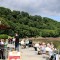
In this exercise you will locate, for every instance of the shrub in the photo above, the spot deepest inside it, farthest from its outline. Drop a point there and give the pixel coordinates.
(3, 36)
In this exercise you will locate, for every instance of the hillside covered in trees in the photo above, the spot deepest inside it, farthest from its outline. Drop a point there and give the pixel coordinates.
(28, 25)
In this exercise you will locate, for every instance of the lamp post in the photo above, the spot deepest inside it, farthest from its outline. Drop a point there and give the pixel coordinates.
(0, 22)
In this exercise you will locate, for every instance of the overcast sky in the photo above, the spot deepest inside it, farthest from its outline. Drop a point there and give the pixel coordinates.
(46, 8)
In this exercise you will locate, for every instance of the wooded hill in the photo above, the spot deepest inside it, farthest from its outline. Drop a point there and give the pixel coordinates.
(28, 25)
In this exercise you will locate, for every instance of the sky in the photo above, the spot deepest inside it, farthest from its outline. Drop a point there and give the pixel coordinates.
(44, 8)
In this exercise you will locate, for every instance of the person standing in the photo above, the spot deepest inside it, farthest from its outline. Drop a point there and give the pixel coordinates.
(17, 42)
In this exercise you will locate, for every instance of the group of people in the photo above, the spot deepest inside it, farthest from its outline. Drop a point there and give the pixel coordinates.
(26, 43)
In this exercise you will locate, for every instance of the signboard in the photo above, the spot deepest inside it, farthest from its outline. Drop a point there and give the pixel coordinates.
(14, 55)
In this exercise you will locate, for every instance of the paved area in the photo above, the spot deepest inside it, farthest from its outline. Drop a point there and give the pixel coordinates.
(29, 54)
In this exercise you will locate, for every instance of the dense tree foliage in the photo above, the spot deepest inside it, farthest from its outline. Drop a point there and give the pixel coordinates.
(28, 25)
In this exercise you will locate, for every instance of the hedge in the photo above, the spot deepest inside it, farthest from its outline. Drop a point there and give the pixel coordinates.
(3, 36)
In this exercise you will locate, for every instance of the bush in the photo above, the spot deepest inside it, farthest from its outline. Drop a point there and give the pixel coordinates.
(3, 36)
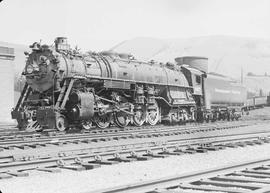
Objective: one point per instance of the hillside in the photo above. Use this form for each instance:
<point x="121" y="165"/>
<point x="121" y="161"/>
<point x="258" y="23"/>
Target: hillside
<point x="227" y="54"/>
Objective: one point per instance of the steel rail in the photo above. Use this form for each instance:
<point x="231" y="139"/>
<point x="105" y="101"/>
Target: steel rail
<point x="172" y="182"/>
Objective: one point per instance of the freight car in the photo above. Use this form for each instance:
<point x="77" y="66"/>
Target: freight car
<point x="256" y="102"/>
<point x="66" y="89"/>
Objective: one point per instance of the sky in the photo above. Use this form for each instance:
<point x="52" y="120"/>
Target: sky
<point x="101" y="24"/>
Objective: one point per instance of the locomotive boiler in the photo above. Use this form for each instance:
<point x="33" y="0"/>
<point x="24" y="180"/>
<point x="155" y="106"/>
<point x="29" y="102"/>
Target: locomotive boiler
<point x="65" y="89"/>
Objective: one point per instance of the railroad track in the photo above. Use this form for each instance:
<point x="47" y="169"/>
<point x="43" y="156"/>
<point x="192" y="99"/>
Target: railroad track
<point x="89" y="158"/>
<point x="252" y="176"/>
<point x="12" y="133"/>
<point x="38" y="140"/>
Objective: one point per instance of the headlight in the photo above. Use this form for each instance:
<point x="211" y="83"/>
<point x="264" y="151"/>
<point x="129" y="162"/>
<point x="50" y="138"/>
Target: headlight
<point x="29" y="69"/>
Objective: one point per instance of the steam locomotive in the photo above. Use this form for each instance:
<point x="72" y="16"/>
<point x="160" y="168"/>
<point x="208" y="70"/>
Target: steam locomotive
<point x="65" y="89"/>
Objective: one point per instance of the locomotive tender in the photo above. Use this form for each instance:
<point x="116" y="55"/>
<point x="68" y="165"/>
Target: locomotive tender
<point x="67" y="89"/>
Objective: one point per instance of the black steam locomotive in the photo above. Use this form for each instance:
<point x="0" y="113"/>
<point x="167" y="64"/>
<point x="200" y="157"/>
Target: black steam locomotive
<point x="65" y="88"/>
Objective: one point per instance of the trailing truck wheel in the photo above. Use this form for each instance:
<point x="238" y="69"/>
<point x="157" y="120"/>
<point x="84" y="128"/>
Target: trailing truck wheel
<point x="61" y="123"/>
<point x="152" y="115"/>
<point x="121" y="119"/>
<point x="87" y="124"/>
<point x="139" y="116"/>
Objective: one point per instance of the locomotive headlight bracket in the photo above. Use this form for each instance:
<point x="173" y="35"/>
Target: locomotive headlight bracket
<point x="29" y="69"/>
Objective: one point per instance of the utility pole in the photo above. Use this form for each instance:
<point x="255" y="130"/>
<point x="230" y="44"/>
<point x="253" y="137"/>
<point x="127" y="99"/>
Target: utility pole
<point x="242" y="78"/>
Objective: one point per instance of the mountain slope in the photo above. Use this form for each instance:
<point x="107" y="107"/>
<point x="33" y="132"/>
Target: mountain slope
<point x="227" y="55"/>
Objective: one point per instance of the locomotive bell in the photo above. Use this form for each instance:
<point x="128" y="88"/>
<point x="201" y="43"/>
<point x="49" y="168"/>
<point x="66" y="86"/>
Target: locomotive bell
<point x="61" y="44"/>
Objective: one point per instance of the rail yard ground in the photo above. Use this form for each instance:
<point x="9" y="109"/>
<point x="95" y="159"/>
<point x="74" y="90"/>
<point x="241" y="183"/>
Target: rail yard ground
<point x="125" y="173"/>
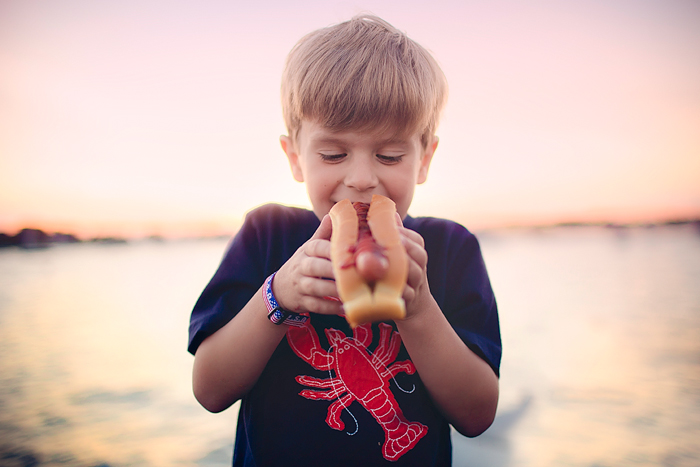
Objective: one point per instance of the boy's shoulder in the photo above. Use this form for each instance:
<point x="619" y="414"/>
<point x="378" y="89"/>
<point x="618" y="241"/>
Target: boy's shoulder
<point x="273" y="214"/>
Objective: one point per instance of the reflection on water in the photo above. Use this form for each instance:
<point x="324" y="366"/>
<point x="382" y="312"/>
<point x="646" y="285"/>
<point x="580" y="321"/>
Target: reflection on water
<point x="601" y="366"/>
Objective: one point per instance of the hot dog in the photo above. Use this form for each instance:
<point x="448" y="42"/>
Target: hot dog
<point x="369" y="261"/>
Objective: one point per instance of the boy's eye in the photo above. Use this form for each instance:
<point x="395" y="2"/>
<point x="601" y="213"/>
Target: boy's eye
<point x="332" y="157"/>
<point x="389" y="159"/>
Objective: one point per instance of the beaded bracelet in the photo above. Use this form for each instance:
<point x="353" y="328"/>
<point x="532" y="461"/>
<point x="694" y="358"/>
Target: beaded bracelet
<point x="276" y="314"/>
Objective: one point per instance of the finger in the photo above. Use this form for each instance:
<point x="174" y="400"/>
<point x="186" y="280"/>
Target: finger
<point x="324" y="229"/>
<point x="413" y="236"/>
<point x="399" y="222"/>
<point x="317" y="287"/>
<point x="318" y="248"/>
<point x="321" y="305"/>
<point x="416" y="251"/>
<point x="317" y="266"/>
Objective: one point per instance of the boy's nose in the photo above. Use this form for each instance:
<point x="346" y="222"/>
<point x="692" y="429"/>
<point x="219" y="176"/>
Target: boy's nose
<point x="361" y="177"/>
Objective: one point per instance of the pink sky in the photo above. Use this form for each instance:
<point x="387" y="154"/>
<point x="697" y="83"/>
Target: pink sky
<point x="138" y="118"/>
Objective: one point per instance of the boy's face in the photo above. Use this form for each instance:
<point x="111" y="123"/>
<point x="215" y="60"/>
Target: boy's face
<point x="355" y="165"/>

-----

A word-for-word transcription of the listing is needed, minus its images.

In this exercise you will locate, for every instance of the shrub in the photo above, the spot deepest inside it, farthest from its outline. Drop a point there and give the pixel coordinates.
(3, 36)
In this exercise you will locate, for every instance of the hillside covered in trees in the photo above, the spot deepest inside it, farthest from its outline. Drop a point there and give the pixel coordinates.
(28, 25)
In this exercise you will locate, for every instance of the lamp post in the photo above, the spot deepest inside it, farthest from its outline. Drop a point there and give the pixel coordinates.
(0, 22)
In this exercise you will locate, for every instance of the overcast sky in the photo above, the spot deepest inside it, farthest from its outline. Drop a point there and give the pixel coordinates.
(46, 8)
In this exercise you will locate, for every instance of the wooded hill in the photo above, the spot deepest inside it, farthest from its outline. Drop a point there and give the pixel coordinates.
(28, 25)
In this exercise you will locate, for every instance of the sky in the photo above, the spot deepest inside it, farthest from its outline. Drop a point there and give the pixel coordinates.
(44, 8)
In this exercise you will locate, for every instance of the person standing in the photo above, the spot deepest inside it, farthest from its outline. Drop a point there and give the pixel coordinates.
(17, 42)
In this exercise you will locate, for every instance of the group of people in the photo above, the spot deepest inside it, farthest from its outline. Drop a point there and give the pixel coordinates.
(26, 43)
In this exercise you will locate, for every instance of the signboard in the photo above, the spot deepest inside it, farthest from its outline. Drop a point there and give the pixel coordinates.
(14, 55)
In this exercise you will locate, for every instance of the paved area in the photo above, the spot deepest inside it, farthest from its outline. Drop a point there and give the pixel coordinates.
(29, 54)
In this exercise you will locate, for every instance of the dense tree foliage in the photo above, the spot deepest inside it, farthest from its outline. Drop a point there and give the pixel coordinates.
(28, 25)
In this exercise you will locate, for every instance of the hedge in the photo above, the spot deepest inside it, farthest from its outline. Drop a point there and give the pixel coordinates.
(3, 36)
In this exercise you will locate, for every instance of the bush in the photo above, the spot deepest inside it, farthest from its outline. Drop a point there and give the pixel coordinates.
(3, 36)
Objective: one point per instance of the hillside in the photo above. Use this form for each instance:
<point x="121" y="165"/>
<point x="121" y="161"/>
<point x="258" y="23"/>
Target: hillside
<point x="227" y="54"/>
Objective: one point per instance of the steel rail in the photo above. Use this form for each instance:
<point x="231" y="139"/>
<point x="105" y="101"/>
Target: steel rail
<point x="172" y="182"/>
Objective: one point per instance of the freight car in the photo above. Use this form for each instance:
<point x="77" y="66"/>
Target: freight car
<point x="256" y="102"/>
<point x="66" y="89"/>
Objective: one point per instance of the sky in the photo above. Use this form for each instance:
<point x="52" y="120"/>
Target: sky
<point x="101" y="24"/>
Objective: one point per instance of the locomotive boiler in the photo above. Use this form for each instance:
<point x="33" y="0"/>
<point x="24" y="180"/>
<point x="155" y="106"/>
<point x="29" y="102"/>
Target: locomotive boiler
<point x="65" y="89"/>
Objective: one point per instance of the railroad track in the photo above. Use this form for each instance:
<point x="47" y="169"/>
<point x="43" y="156"/>
<point x="192" y="99"/>
Target: railroad track
<point x="89" y="158"/>
<point x="252" y="176"/>
<point x="12" y="133"/>
<point x="38" y="140"/>
Objective: one point per instance of the headlight in the photo above. Use this form for each instance:
<point x="211" y="83"/>
<point x="264" y="151"/>
<point x="129" y="162"/>
<point x="50" y="138"/>
Target: headlight
<point x="29" y="69"/>
Objective: one point per instance of the steam locomotive in the photo above. Use this form for each instance:
<point x="72" y="16"/>
<point x="160" y="168"/>
<point x="208" y="70"/>
Target: steam locomotive
<point x="65" y="89"/>
Objective: one point per instance of the locomotive tender in the photo above. Use this form for each instance:
<point x="116" y="55"/>
<point x="68" y="165"/>
Target: locomotive tender
<point x="67" y="89"/>
Objective: one point per instance of the black steam locomotive in the photo above. Use this form for each instance:
<point x="0" y="113"/>
<point x="167" y="64"/>
<point x="200" y="157"/>
Target: black steam locomotive
<point x="65" y="88"/>
Objective: one point per instance of the trailing truck wheel in the photo above. Use this form for each instance:
<point x="238" y="69"/>
<point x="157" y="120"/>
<point x="84" y="128"/>
Target: trailing truck wheel
<point x="61" y="123"/>
<point x="152" y="115"/>
<point x="121" y="119"/>
<point x="87" y="124"/>
<point x="139" y="116"/>
Objective: one point per instance of the locomotive headlight bracket in the photo above. Use this form for each instance:
<point x="173" y="35"/>
Target: locomotive headlight bracket
<point x="29" y="69"/>
Objective: one point per instance of the utility pole in the photo above. Use this form for each instance:
<point x="255" y="130"/>
<point x="230" y="44"/>
<point x="253" y="137"/>
<point x="127" y="99"/>
Target: utility pole
<point x="242" y="78"/>
Objective: one point per instance of the mountain slope in the photo above. Use this form for each instance:
<point x="107" y="107"/>
<point x="33" y="132"/>
Target: mountain slope
<point x="227" y="55"/>
Objective: one point per instance of the locomotive bell in the photo above. Use this form for each instance:
<point x="128" y="88"/>
<point x="201" y="43"/>
<point x="49" y="168"/>
<point x="66" y="86"/>
Target: locomotive bell
<point x="61" y="44"/>
Objective: one point per instance of the rail yard ground in the photo above. Use this form for each instance:
<point x="9" y="109"/>
<point x="95" y="159"/>
<point x="74" y="90"/>
<point x="241" y="183"/>
Target: rail yard ground
<point x="125" y="173"/>
Objective: one point per instance of the boy's shoulder in the photo above. Use this form for each instance:
<point x="619" y="414"/>
<point x="378" y="89"/>
<point x="618" y="241"/>
Target: boy's shoulder
<point x="273" y="214"/>
Objective: one point per instance of the reflection on water in the photo above. Use this form for each instance:
<point x="324" y="366"/>
<point x="382" y="312"/>
<point x="646" y="285"/>
<point x="580" y="321"/>
Target: reflection on water
<point x="601" y="366"/>
Objective: one point per instance of the hot dog in the photo above. Use this form for each instance:
<point x="448" y="42"/>
Target: hot dog
<point x="369" y="261"/>
Objective: one point per instance of the boy's eye in the photo above. Use this form for each instance:
<point x="395" y="2"/>
<point x="601" y="213"/>
Target: boy's eye
<point x="332" y="157"/>
<point x="389" y="159"/>
Objective: one point per instance of the beaded bracelet in the photo above. Use this form for each instance:
<point x="353" y="328"/>
<point x="532" y="461"/>
<point x="694" y="358"/>
Target: beaded bracelet
<point x="276" y="314"/>
Objective: one point per instance of the finger in the photo above. Use this form for each instance:
<point x="174" y="400"/>
<point x="186" y="280"/>
Target: finger
<point x="324" y="229"/>
<point x="413" y="236"/>
<point x="399" y="222"/>
<point x="317" y="287"/>
<point x="318" y="248"/>
<point x="321" y="305"/>
<point x="416" y="251"/>
<point x="317" y="266"/>
Objective: one point per instance of the boy's nose in the photo above. Use this form for each instance:
<point x="346" y="222"/>
<point x="692" y="429"/>
<point x="219" y="176"/>
Target: boy's nose
<point x="361" y="177"/>
Objective: one point per instance of the pink sky in the photo above. Use this form for each instance:
<point x="387" y="154"/>
<point x="697" y="83"/>
Target: pink sky
<point x="138" y="118"/>
Objective: one point per instance of the boy's face in the photo above. Use this form for each instance:
<point x="111" y="123"/>
<point x="215" y="60"/>
Target: boy's face
<point x="355" y="165"/>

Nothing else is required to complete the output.